** ESTRATTO DA LEGGERE **
********************

Richard Garriott: personaggio assurdo maniacalmente fissato col medioevo (e talmente ricco da potersi permettere di far finta di viverci), è universalmente ricordato per i 5934 giochi della serie di Ultima. Fondò la Origin. Ad un certo punto della sua vita è stato nello spazio.
Yu Suzuki: alla Sega ha dato tanto: Out-Run, Hang-On, Space Harrier, e in tempi più recenti Shenmue. Ricordo quando giocavo a Space Harrier 3D sul SMS da un amico senza occhiali appositi. Bei tempi per gli oculisti.
Eugene Jarvis: oltre che per Defender, è ricordato anche per Robotron: 2084, gioco che si controllava con una leva per ogni mano (lol). Creò anche del flipper.
Matthew Smith: strampalato inglese che molti avrebbero voluto morto dopo soli cinque minuti di gioco a Manic Miner o Jet Set Willy.
Yuji Naka: uomo Sega di punta per anni, è stato responsabile dell'ideazione del personaggio di Sonic the hedgehog e relativa saga. E poco altro, ma direi che è già più che abbastanza.
Jeff Minter: personaggio di spicco nel mondo del videogioco, lo Yak non è mai uscito dagli anni '70. La sua fama è legata soprattutto ai cammelli, ed i suoi giochi sembrano generalmente progettati per essere utilizzati sotto LSD. Obbligatoria nella vita almeno una partita ad Iridis Alpha.
Ed Boon: padre della serie dei Mortal Kombat, e di fatto si è occupato solo di quello.
Jaron Lanier: uno che farebbe una bella coppia con Minter. In realtà a livello di giochi ha prodotto poco e si è dedicato soprattutto a studi sulla realtà virtuale.
Don Priestley: programmatore e insegnante di matematica inglese (lui inglese, non la matematica), dopo un passato sullo ZX81 è assurto a gloria per essere stato il primo programmatore di Spectrum a fare giochi senza colour clash. Giù il cappello.
Shigeru Miyamoto: sinonimo di "Nintendo". Pensate ad un gioco di successo della grande N e probabilmente c'è Miyamoto dietro. I Mario? Sì. Gli Zelda? Esatto. Donkey Kong? Certo. F-Zero? Come no. Vogliamo andare avanti tutta la sera?
Andrew Braybrook: molti possessori di C64 lo ricordano con affetto. Paradroid, Uridium, Morpheus.
Tomohiro Nishikado: il primo giapponese a sfondare nel campo. Oltre a Space Invaders si occupò anche di Gun Fight. Preistoria seria.

********************

** Voci di dati estratti **
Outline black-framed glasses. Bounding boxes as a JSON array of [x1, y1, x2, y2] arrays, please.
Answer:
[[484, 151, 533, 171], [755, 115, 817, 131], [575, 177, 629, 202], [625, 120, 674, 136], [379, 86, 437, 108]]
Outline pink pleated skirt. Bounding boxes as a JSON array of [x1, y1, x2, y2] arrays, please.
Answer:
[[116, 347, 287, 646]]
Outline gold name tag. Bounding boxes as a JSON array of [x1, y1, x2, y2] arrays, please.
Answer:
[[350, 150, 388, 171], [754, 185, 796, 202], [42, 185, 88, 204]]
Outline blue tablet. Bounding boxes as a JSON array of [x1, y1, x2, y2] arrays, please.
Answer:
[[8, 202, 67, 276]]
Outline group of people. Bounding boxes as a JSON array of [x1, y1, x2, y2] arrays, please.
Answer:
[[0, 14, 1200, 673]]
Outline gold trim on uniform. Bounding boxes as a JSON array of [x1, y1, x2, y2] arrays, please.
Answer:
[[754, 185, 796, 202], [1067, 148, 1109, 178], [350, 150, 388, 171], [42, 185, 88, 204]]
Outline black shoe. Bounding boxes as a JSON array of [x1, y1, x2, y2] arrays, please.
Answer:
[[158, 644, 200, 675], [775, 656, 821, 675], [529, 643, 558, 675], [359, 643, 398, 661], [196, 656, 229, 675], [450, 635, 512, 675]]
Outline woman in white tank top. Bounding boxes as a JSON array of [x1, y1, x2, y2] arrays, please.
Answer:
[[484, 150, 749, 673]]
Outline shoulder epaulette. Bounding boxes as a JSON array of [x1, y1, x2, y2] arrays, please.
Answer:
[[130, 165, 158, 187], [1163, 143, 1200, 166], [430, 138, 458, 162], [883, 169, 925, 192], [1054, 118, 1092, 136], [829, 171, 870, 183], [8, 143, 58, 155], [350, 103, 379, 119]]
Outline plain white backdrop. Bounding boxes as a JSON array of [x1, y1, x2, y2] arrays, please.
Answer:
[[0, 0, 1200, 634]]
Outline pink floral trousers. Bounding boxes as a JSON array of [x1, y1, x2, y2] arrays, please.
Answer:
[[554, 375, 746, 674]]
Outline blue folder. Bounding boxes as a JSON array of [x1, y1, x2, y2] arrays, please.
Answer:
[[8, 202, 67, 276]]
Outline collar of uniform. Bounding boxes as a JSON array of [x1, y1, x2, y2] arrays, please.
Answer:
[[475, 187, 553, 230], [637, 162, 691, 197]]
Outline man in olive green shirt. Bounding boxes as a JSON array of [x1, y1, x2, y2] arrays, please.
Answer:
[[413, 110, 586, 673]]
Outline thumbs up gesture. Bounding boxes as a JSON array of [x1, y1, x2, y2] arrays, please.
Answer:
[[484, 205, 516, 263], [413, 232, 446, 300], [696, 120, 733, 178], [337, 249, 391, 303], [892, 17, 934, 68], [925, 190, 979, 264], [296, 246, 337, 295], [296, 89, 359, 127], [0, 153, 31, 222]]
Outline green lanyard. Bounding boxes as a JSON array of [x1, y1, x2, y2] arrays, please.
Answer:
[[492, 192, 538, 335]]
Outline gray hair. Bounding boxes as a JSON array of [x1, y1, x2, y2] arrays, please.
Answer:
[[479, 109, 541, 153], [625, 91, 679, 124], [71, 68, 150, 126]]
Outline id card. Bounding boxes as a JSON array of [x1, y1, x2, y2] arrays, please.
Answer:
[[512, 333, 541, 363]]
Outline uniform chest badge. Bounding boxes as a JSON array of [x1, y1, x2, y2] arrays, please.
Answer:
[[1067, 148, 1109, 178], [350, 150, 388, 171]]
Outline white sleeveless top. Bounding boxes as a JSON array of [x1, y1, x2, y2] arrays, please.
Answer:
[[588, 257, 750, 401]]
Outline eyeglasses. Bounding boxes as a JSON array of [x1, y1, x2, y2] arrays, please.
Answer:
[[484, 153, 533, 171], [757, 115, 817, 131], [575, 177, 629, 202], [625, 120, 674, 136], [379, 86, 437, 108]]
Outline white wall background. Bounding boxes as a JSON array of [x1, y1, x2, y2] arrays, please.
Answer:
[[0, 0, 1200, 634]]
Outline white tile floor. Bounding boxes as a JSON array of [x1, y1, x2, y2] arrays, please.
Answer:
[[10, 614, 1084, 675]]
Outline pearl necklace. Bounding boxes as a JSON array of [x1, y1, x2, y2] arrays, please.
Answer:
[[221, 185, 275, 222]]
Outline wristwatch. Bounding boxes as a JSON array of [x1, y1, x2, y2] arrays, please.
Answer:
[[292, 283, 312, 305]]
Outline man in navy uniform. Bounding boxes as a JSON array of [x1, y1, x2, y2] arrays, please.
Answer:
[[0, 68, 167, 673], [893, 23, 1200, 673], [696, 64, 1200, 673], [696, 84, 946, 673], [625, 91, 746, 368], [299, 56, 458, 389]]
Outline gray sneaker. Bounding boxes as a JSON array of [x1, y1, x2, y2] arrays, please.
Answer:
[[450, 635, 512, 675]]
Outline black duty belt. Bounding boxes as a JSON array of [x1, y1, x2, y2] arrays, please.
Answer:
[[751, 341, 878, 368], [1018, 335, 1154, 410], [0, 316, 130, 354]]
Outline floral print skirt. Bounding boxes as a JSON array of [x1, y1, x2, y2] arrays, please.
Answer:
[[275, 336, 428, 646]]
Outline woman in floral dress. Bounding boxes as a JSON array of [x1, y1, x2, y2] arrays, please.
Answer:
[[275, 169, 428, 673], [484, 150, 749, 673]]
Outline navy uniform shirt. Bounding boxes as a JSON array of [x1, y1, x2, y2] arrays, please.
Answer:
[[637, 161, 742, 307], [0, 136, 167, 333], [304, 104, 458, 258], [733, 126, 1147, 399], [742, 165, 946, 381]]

********************

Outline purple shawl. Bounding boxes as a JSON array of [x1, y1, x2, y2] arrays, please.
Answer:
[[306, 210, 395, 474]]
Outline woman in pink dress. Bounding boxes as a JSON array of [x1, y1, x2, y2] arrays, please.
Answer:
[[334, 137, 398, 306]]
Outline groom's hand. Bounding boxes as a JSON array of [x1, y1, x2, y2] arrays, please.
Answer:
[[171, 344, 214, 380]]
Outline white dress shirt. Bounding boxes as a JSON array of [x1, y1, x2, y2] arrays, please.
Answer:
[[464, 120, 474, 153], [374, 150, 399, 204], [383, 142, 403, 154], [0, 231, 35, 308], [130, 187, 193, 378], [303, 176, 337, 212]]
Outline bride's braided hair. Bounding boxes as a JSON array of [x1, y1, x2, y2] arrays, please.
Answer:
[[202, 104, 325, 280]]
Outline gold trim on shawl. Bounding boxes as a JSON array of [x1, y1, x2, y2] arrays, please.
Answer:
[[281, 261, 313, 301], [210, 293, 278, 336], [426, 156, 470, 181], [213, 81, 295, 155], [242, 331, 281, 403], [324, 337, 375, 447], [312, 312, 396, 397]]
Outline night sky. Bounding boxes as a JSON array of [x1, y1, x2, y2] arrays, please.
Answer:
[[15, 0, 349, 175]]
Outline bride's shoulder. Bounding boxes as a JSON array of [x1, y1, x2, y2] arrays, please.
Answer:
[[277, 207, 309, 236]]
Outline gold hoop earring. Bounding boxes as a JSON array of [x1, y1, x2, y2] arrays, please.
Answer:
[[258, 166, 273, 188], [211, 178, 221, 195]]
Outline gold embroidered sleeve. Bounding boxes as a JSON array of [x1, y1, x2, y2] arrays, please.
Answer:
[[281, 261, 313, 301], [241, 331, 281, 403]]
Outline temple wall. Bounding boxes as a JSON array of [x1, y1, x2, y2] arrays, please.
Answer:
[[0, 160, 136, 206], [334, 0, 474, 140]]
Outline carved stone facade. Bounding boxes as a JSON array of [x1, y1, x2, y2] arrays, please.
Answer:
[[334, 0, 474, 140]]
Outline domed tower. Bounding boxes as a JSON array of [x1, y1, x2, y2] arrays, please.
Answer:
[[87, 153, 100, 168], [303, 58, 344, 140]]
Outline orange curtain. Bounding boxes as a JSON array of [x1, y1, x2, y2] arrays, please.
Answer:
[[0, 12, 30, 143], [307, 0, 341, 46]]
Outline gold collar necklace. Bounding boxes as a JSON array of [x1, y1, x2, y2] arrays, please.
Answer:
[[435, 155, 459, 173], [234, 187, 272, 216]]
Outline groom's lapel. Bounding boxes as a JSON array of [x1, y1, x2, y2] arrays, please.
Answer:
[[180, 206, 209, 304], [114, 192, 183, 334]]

********************

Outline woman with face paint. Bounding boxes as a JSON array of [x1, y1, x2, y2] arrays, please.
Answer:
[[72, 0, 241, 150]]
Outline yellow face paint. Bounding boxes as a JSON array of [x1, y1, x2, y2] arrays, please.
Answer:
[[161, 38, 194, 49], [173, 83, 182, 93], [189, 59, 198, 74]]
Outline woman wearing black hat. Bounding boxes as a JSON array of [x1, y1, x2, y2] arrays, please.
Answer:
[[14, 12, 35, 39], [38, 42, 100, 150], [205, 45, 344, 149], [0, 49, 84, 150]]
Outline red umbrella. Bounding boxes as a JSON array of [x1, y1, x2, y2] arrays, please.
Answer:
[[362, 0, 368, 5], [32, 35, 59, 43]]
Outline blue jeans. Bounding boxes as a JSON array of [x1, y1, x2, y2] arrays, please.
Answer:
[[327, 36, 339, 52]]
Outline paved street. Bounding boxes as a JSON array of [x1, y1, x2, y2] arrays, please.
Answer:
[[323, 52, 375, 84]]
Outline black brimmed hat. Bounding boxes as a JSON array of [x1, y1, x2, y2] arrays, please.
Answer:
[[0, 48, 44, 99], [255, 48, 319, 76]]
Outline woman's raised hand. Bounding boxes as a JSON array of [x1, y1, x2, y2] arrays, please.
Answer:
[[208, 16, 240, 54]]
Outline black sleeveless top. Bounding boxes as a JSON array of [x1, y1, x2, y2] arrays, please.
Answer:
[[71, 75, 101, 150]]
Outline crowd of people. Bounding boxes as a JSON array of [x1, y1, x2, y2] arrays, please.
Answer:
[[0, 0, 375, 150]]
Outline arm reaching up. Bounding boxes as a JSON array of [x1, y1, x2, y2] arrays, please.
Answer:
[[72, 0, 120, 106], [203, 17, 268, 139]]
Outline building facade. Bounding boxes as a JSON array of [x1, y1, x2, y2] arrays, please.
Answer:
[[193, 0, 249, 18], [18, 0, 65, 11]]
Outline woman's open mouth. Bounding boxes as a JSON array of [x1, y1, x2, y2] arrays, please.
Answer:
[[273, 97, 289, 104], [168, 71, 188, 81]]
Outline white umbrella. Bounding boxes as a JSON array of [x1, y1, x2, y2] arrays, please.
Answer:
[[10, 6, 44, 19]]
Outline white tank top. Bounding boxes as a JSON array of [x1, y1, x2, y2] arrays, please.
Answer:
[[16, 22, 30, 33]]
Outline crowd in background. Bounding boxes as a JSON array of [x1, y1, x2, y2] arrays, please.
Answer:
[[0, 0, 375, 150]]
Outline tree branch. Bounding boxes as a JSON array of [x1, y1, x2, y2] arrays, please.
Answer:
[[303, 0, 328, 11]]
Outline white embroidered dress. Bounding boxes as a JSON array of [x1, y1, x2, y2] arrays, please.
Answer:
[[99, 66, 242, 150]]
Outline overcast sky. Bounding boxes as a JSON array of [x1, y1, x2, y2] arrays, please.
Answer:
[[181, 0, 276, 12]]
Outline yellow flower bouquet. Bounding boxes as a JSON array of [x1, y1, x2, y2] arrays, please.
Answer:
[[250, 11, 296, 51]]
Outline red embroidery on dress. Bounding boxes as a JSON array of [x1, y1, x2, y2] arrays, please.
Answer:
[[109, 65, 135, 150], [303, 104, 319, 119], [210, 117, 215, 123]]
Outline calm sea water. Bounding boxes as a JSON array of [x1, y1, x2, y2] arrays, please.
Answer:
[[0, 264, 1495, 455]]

********************

** ISTRUZIONI **
A: Come si rende in inglese questa frase del brano sui creatori di videogiochi: «Ricordo quando giocavo a Space Harrier 3D sul SMS da un amico senza occhiali appositi.»?
B: Puoi ricopiare identiche le righe dei record, partendo da quella che contiene "Outline building facade." e proseguendo fino a quella che contiene "[[193, 0, 249, 18], [18, 0, 65, 11]]", entrambe comprese?
Il brano e i record hanno origini diverse.

** RISULTATI ATTESI **
A: I remember when I used to play Space Harrier 3D on the SMS at a friend's place without the special glasses.

B:
Outline building facade. Bounding boxes as a JSON array of [x1, y1, x2, y2] arrays, please.
Answer:
[[193, 0, 249, 18], [18, 0, 65, 11]]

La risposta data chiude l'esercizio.